* Selected text:
· · · · · · ·

Just like a fool, I sat there and assumed that she was re-evaluating her behavior. You know, now seeing how selfish and inconsiderate her behavior was in light of Carole sharing about her bleak past. Like an idiot, I thought that she would find a way to be more grateful about stable socioeconomic status and loving parent that she had... But you know what this little sociopath responded with after Carole asked her why she was so pensive? Tuesday said:
"I'm jealous of you."
Jealous???
Jealous?!
You mean to tell me that Ms. Lolicon's brain was cranking all afternoon and that's what it spat out?! That was the best she could do??? TF?!!!! You know what??? WHY AM I SURPRISED? After all:
The most disturbing parts of the anime occurred from episode 13 onwards. Carole, Tuesday, and their toad of a manager travel to what looks suspiciously like an inner-city ghetto. And what do most of the people who populate this place look like?
You already know: mostly brown skin.
And you know where Tuesday's ass was at when they saw some iNtImiDaTiNg men in the neighborhood (mostly Black). Exactly: she was right behind mammy (Carole).

· · · · · · ·

* Supplied information:

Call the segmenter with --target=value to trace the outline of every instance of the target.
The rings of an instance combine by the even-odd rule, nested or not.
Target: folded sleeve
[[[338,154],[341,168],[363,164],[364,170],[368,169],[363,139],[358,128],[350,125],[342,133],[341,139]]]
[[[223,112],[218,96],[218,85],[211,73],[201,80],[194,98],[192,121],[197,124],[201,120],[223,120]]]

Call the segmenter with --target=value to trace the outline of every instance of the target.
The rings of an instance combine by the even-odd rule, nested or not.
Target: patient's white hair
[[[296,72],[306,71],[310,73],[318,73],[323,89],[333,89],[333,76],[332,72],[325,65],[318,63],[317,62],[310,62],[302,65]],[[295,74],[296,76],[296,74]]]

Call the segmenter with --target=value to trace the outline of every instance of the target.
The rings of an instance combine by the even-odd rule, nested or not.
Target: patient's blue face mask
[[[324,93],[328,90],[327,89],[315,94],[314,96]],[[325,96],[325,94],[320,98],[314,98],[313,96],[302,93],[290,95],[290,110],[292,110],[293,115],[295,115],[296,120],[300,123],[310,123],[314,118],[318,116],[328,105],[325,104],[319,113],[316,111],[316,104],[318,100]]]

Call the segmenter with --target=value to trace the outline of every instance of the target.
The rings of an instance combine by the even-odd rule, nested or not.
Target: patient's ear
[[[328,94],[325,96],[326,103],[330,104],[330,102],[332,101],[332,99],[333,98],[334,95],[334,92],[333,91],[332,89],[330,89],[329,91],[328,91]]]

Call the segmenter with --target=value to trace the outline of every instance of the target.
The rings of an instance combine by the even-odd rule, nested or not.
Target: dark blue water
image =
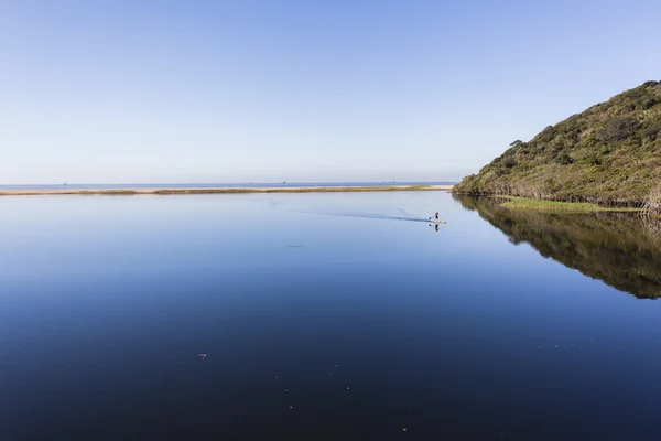
[[[659,439],[661,303],[472,209],[0,198],[0,439]]]
[[[43,184],[0,185],[0,190],[102,190],[102,189],[256,189],[256,187],[319,187],[319,186],[390,186],[390,185],[454,185],[456,182],[274,182],[274,183],[178,183],[178,184]]]

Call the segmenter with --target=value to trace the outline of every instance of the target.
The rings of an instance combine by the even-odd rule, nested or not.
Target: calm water
[[[318,187],[318,186],[386,186],[386,185],[454,185],[456,182],[246,182],[246,183],[187,183],[187,184],[45,184],[0,185],[0,190],[80,190],[80,189],[236,189],[236,187]]]
[[[638,219],[395,192],[4,197],[0,227],[3,441],[661,438]]]

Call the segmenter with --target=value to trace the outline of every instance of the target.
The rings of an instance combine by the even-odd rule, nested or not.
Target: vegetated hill
[[[660,190],[661,82],[648,82],[512,142],[453,192],[642,206]]]
[[[497,198],[453,196],[514,245],[529,244],[543,257],[639,299],[661,298],[661,236],[646,217],[538,213],[506,208]]]

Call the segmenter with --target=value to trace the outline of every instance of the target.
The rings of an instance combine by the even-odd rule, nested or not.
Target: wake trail
[[[380,213],[367,213],[367,212],[345,212],[345,211],[323,211],[323,209],[290,209],[296,213],[315,214],[319,216],[337,216],[337,217],[357,217],[365,219],[381,219],[381,220],[401,220],[401,222],[430,222],[429,218],[413,216],[407,214],[405,216],[393,216]],[[401,211],[400,211],[401,212]]]

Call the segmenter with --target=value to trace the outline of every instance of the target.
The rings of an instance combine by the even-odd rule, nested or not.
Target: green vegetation
[[[594,212],[638,212],[638,208],[617,208],[603,207],[588,202],[559,202],[544,200],[528,200],[514,196],[495,196],[506,197],[508,201],[500,204],[507,208],[529,209],[544,213],[594,213]]]
[[[512,142],[453,192],[646,205],[646,213],[661,214],[661,82],[549,126],[529,142]]]
[[[137,194],[242,194],[242,193],[349,193],[349,192],[410,192],[410,191],[441,191],[445,186],[433,185],[390,185],[390,186],[322,186],[322,187],[216,187],[216,189],[109,189],[109,190],[0,190],[0,196],[30,196],[30,195],[55,195],[55,194],[79,194],[79,195],[137,195]]]
[[[633,213],[508,209],[496,198],[454,197],[513,245],[529,244],[543,257],[637,298],[661,297],[661,220]]]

· · · · · · ·

* Aim of the exercise: Can you repeat the part of the Carole and Tuesday commentary above from "You already know: mostly" up to and including "behind mammy (Carole).", word for word?

* Answer:
You already know: mostly brown skin.
And you know where Tuesday's ass was at when they saw some iNtImiDaTiNg men in the neighborhood (mostly Black). Exactly: she was right behind mammy (Carole).